→ Task requirements:
Reproduce the stretch of the Octokit commit-filtering post from "The work so" through "the pull request4.".
━━━━━ Extract ━━━━━
Octokit, Merge Commits, and the Story So Far

In the last post we had reduced our commits by matching them against pull requests; next, we can look for noise in the commit message content itself. Although I have been using the Octokit.NET repository as the target for testing with its low noise, high quality commit messages, we can envisage a less consistent repository that has some noisy commits. For example, how often have you seen or written commit messages like "Fixed spelling", "Fixed bug", or "Stuff"1?

How we detect these noisy commits is important; if our filtering is too simple, we remove too many things and if it is too strict, we remove too few. Rather than go deep into one specific implementation, I just want to introduce the idea of filtering based on message content. In the long term, I think it would be interesting to apply learning algorithms,  but I'm sure some simple, configurable pattern matching should suffice2.

If I run the filtering I have described so far3 on the Octokit.NET latest release, this is what we get:

The value of this is clearer if we see the commit list before processing:

The work so far has reduced a list of 135 commits down to 58, and so far, it looks like we have not lost any really useful "release note"-worthy information. However, the eagle-eyed among you may noticed that our 58 messages contain duplicate information. This is because each pull request is listed twice; once for the pull request title I inserted in place of its individual commits, and again for the merge commit that merged that pull request. These merge commits are not filtered out because they do not belong to the commits inside the pull request. Instead, they are an artifact of merging the pull request4.
━━━━━ Entries shown ━━━━━
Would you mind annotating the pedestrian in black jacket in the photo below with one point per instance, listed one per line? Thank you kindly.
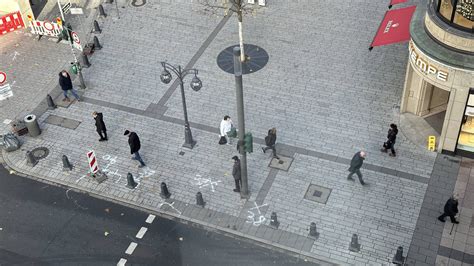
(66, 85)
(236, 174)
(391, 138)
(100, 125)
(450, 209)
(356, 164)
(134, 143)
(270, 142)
━━━━━
→ The completed task:
The work so far has reduced a list of 135 commits down to 58, and so far, it looks like we have not lost any really useful "release note"-worthy information. However, the eagle-eyed among you may noticed that our 58 messages contain duplicate information. This is because each pull request is listed twice; once for the pull request title I inserted in place of its individual commits, and again for the merge commit that merged that pull request. These merge commits are not filtered out because they do not belong to the commits inside the pull request. Instead, they are an artifact of merging the pull request4.